§ Task
The data below is to be copied exactly, line by line.

(Stored data)
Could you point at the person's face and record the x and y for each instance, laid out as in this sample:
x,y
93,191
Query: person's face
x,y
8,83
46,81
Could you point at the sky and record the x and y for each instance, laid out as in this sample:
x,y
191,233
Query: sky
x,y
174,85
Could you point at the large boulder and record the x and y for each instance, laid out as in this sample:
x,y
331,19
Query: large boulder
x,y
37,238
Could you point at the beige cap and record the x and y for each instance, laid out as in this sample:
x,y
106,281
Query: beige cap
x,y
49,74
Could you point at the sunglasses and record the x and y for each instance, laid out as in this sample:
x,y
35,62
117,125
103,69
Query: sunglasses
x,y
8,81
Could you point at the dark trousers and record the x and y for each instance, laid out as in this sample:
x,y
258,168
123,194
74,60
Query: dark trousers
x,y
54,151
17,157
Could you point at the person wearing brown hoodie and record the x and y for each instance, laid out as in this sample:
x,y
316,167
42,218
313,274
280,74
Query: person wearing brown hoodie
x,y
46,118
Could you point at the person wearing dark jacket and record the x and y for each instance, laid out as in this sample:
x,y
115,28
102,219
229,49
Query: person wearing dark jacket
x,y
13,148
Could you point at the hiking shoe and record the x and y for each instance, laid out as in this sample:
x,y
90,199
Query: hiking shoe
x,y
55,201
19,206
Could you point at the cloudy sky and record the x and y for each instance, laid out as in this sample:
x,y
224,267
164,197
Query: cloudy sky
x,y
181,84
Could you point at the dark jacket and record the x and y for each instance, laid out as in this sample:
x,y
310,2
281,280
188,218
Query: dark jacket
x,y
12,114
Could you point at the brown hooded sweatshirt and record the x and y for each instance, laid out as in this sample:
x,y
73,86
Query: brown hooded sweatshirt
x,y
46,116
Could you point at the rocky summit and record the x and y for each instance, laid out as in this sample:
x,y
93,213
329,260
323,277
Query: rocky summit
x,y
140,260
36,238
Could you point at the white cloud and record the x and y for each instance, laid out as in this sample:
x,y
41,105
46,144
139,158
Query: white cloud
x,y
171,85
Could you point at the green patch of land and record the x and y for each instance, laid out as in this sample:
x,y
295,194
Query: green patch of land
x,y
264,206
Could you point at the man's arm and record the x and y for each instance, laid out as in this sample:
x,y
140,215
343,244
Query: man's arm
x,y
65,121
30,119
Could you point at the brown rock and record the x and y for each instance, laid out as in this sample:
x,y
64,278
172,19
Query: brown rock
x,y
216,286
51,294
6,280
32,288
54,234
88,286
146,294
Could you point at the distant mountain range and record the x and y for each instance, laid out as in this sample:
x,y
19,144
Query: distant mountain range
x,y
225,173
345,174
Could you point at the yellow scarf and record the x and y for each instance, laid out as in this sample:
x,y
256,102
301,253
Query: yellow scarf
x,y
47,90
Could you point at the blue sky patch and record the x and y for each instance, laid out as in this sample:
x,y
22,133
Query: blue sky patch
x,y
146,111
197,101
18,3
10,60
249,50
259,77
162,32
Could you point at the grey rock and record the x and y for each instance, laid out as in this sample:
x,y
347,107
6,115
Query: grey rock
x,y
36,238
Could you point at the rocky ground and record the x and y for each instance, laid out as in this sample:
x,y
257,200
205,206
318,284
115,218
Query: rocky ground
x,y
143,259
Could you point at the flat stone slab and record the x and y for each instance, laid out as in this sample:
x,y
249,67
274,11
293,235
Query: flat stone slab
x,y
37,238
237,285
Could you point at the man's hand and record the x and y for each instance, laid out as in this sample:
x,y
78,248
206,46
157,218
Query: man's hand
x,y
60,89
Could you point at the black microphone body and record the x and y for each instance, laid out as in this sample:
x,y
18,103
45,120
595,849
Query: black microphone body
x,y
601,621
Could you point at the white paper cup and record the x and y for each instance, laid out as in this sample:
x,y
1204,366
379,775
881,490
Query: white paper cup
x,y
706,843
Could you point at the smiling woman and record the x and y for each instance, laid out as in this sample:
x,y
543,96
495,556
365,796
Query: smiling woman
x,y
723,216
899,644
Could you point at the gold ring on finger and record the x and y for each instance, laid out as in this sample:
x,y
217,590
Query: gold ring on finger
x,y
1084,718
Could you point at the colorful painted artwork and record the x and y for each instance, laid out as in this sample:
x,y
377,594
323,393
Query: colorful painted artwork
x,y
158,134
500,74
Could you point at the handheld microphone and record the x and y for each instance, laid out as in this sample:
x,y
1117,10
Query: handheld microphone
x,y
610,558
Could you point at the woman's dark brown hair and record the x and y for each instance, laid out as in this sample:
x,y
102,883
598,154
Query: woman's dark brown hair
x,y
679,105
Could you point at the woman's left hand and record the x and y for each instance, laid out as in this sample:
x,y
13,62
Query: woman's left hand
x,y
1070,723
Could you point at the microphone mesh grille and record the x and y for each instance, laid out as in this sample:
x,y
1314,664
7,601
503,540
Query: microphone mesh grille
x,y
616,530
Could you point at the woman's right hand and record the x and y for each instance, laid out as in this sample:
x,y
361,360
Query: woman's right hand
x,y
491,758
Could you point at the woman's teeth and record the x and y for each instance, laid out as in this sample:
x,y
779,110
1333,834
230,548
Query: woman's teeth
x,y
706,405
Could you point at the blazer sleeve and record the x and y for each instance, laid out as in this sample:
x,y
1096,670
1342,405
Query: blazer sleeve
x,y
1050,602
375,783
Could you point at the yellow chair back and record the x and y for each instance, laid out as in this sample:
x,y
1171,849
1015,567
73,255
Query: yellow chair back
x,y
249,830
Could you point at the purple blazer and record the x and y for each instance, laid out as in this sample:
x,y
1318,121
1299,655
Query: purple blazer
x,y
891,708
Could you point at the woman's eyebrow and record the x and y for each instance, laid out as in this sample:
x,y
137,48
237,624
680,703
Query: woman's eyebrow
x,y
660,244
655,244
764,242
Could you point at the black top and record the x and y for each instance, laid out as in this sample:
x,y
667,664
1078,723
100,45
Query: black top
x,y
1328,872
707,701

§ Solution to the exercise
Could you point at the person's face and record the x and y for each instance, laid out as in this sample:
x,y
93,191
Query: person's face
x,y
8,83
46,81
Could you point at the sky and record the x and y for each instance, laid out as in this sample:
x,y
191,233
Query: sky
x,y
174,85
Could you point at the large boulder and record the x and y for each instance, laid out as in this sample:
x,y
331,19
Query: large boulder
x,y
37,238
Could you point at the beige cap and record the x and y for each instance, laid out as in this sample:
x,y
106,281
Query: beige cap
x,y
49,74
Could you point at the sunglasses and record the x and y for each instance, laid out as in this sample:
x,y
35,62
117,125
103,69
Query: sunglasses
x,y
8,81
Could you point at the dark trousers and record the x and y for each instance, laid out as in this sample:
x,y
258,168
123,194
74,60
Query: dark trousers
x,y
54,151
17,157
Could you point at the person wearing brown hoodie and record the x and y for each instance, laid out as in this sample:
x,y
316,167
42,218
313,274
280,74
Query: person wearing brown hoodie
x,y
46,118
Could you point at the person wearing dark jacket and record the x and y for each instance, laid out as in this sample:
x,y
115,28
102,219
229,49
Query: person wearing dark jacket
x,y
13,148
Could you point at the hiking shoe and record the x and y for each instance, laid out as in this sample:
x,y
90,199
Query: hiking shoe
x,y
55,201
19,206
Could you point at the cloudy sky and record the x and y for each instance, laid out as in this sample:
x,y
224,267
164,197
Query: cloudy sky
x,y
181,84
Could you point at the dark jacket and record the x and y for each instance, laid out as in this sample:
x,y
310,2
281,280
188,218
Query: dark jacket
x,y
12,114
Could you point at the brown hooded sweatshirt and record the x and y for each instance, laid out as in this sample:
x,y
73,86
Query: brown hooded sweatshirt
x,y
46,116
Could you point at the rocky summit and record the x and y for each instance, laid out as in this sample:
x,y
93,213
329,260
323,277
Query: rocky summit
x,y
140,260
36,238
Could you point at the white cloud and record the x and y for each instance, laid out as in this sample:
x,y
41,105
46,144
139,158
Query: white cloud
x,y
171,85
Could you point at the green patch of land and record the x and y for each instance, laid out as in this sample:
x,y
295,194
Query: green patch of land
x,y
264,206
Could you point at the man's arm and record the x and y for each instance, laid out as in this sample:
x,y
140,215
343,244
Query: man's arm
x,y
65,121
30,119
Could you point at the brown rock and record the x and y for each instance, laid out as in this sample:
x,y
64,278
172,19
Query: brown rock
x,y
216,286
51,294
6,280
32,288
54,234
88,286
146,294
Could you point at the distant mountain range and record the x and y for each instance, laid out as in this sample:
x,y
19,144
Query: distant mountain range
x,y
225,173
345,174
Could you point at the yellow scarf and record the x and y for each instance, laid out as in this sample:
x,y
256,102
301,253
Query: yellow scarf
x,y
47,90
Could you point at the blue sky patch and record the x and y for each instance, laid out as in this sample:
x,y
22,133
Query: blue sky patch
x,y
146,111
197,101
18,3
10,60
249,50
259,77
162,32
Could you point at the grey rock and record the x and y for each instance, laid out as in this sample:
x,y
347,107
6,115
Query: grey rock
x,y
36,238
Could you point at the rocky ground and record the x and y for each instance, laid out as in this sample:
x,y
257,200
205,206
318,284
115,218
Query: rocky ground
x,y
143,259
Could you point at the flat stone slab and record the x and y for each instance, laid out as in this sample:
x,y
249,67
274,11
293,235
Query: flat stone slab
x,y
37,238
237,285
Could you point at the man's hand and record the x and y for each instance, laid out as in this sample:
x,y
78,248
206,46
157,218
Query: man's hand
x,y
60,89
Could you point at the black microphone body and record the x and y for each instance, laid out as in this sample:
x,y
18,103
45,120
595,849
Query: black microphone body
x,y
601,621
Could you point at the white paper cup and record the x and y for each instance, laid out as in this sample:
x,y
1204,366
379,775
881,490
Query: white paper cup
x,y
706,843
Could you point at the smiling woman and record the x and y for each instance, laid out as in this sample:
x,y
543,96
495,556
365,796
Query: smiling woman
x,y
723,216
899,644
Could you point at the gold ring on finger and record the x and y for each instance, laid out as in this sample:
x,y
217,590
Query: gold ring on finger
x,y
1084,718
Could you point at the colorful painted artwork and record the x and y for each instance, laid out as in this sample:
x,y
377,594
323,393
Query: colorful painted artwork
x,y
158,134
500,74
Could you point at the handheld microphone and record the x and y for each instance, laid out as in this sample:
x,y
1117,10
Query: handheld microphone
x,y
610,558
Could you point at the woman's dark brown hair and record the x and y for each instance, laid out as in this sample:
x,y
102,883
598,154
Query: woman's dark brown hair
x,y
679,105
Could you point at the woman's left hand and record the x and y for each instance, laid out as in this sample:
x,y
13,62
Query: woman's left hand
x,y
1070,723
Could you point at the microphone mesh grille and record the x and y for each instance, laid out as in this sample:
x,y
1314,664
7,601
503,540
Query: microphone mesh grille
x,y
616,530
Could you point at the woman's right hand and record the x and y for each instance, laid out as in this sample:
x,y
361,360
Query: woman's right hand
x,y
491,758
Could you point at the woman's teeth and record the x and y for each instance, laid out as in this sample:
x,y
779,110
1333,834
230,548
Query: woman's teeth
x,y
706,405
Could you point at the blazer sleeve and record the x and y for each instance, laid out as in this sample:
x,y
1096,670
1342,405
Query: blazer sleeve
x,y
1050,602
375,783
Could you point at the yellow chair back and record the x and y for each instance, laid out as in this sample:
x,y
1171,849
1015,567
73,255
Query: yellow chair back
x,y
249,830
Could you point at the purple blazer and record the x and y for each instance, laid out as in this sample:
x,y
1318,121
1299,655
Query: purple blazer
x,y
891,708
Could you point at the woman's eyebrow and record the x and y for each instance, laid out as in this sample:
x,y
137,48
237,624
680,703
Query: woman's eyebrow
x,y
660,244
655,244
764,242
Could you point at the black top and record the x and y for each instance, laid out as in this sample:
x,y
667,664
1078,723
100,45
Query: black top
x,y
1328,872
707,701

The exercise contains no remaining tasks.